- _DATA SECTION_
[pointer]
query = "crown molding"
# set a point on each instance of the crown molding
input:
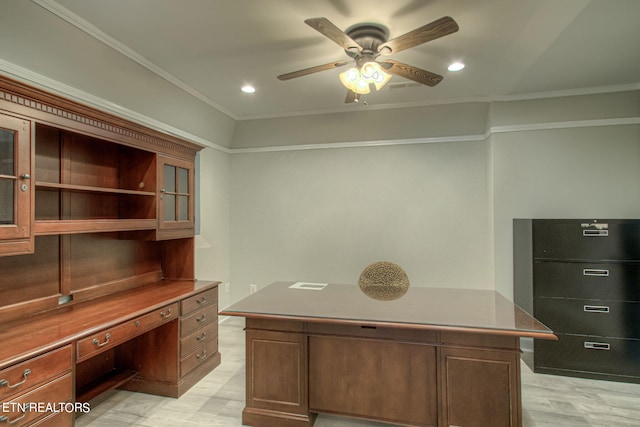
(44, 83)
(101, 36)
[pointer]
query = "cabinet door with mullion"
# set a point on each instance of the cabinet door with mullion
(15, 186)
(176, 197)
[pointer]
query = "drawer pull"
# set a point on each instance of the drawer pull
(5, 419)
(595, 272)
(595, 233)
(24, 380)
(99, 344)
(597, 345)
(596, 308)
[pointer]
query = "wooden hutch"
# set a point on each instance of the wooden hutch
(97, 275)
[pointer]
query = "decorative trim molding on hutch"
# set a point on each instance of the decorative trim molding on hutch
(20, 95)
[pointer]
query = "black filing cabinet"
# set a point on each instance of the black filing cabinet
(581, 278)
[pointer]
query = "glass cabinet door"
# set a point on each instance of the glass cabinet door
(15, 183)
(176, 194)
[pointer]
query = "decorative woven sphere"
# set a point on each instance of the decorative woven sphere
(384, 281)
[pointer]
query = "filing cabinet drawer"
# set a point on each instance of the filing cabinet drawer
(615, 356)
(190, 362)
(587, 239)
(198, 319)
(22, 376)
(54, 392)
(111, 337)
(605, 281)
(198, 339)
(198, 301)
(590, 317)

- _WHAT IS BEING ASKED_
Write the lines above out again exactly, without any of their pictures.

- _TASK SOLUTION_
[pointer]
query = "crown molding"
# set a point on each instance of the crown molding
input:
(44, 83)
(101, 36)
[pointer]
query = "cabinet door with mullion"
# set a point on each instance of the cabinet door with mullion
(15, 186)
(176, 197)
[pointer]
query = "drawer pull"
# set a point on each instance of the drawer pull
(5, 419)
(595, 272)
(595, 233)
(24, 380)
(99, 344)
(597, 345)
(596, 308)
[pointer]
query = "wooden hutch"
# set a point on each instance of the wooden hutch
(97, 275)
[pointer]
query = "decorative trim molding on hutch"
# set a point on each instance of the decorative trim molding on hutch
(20, 95)
[pointer]
query = "black filing cabinet"
# set a point on each instance of the black filing cabinet
(581, 278)
[pointer]
query = "glass cabinet door"
# set a point on each instance of the glass cabinet door
(15, 183)
(176, 194)
[pointer]
query = "decorative woven sphere"
# set a point on each instance of the decorative woven sphere
(384, 281)
[pointer]
query = "filing cabinet drawer"
# set a point on each instance of the filing cabinet drawer
(615, 356)
(190, 362)
(587, 239)
(198, 319)
(22, 376)
(54, 392)
(111, 337)
(605, 281)
(198, 339)
(198, 301)
(590, 317)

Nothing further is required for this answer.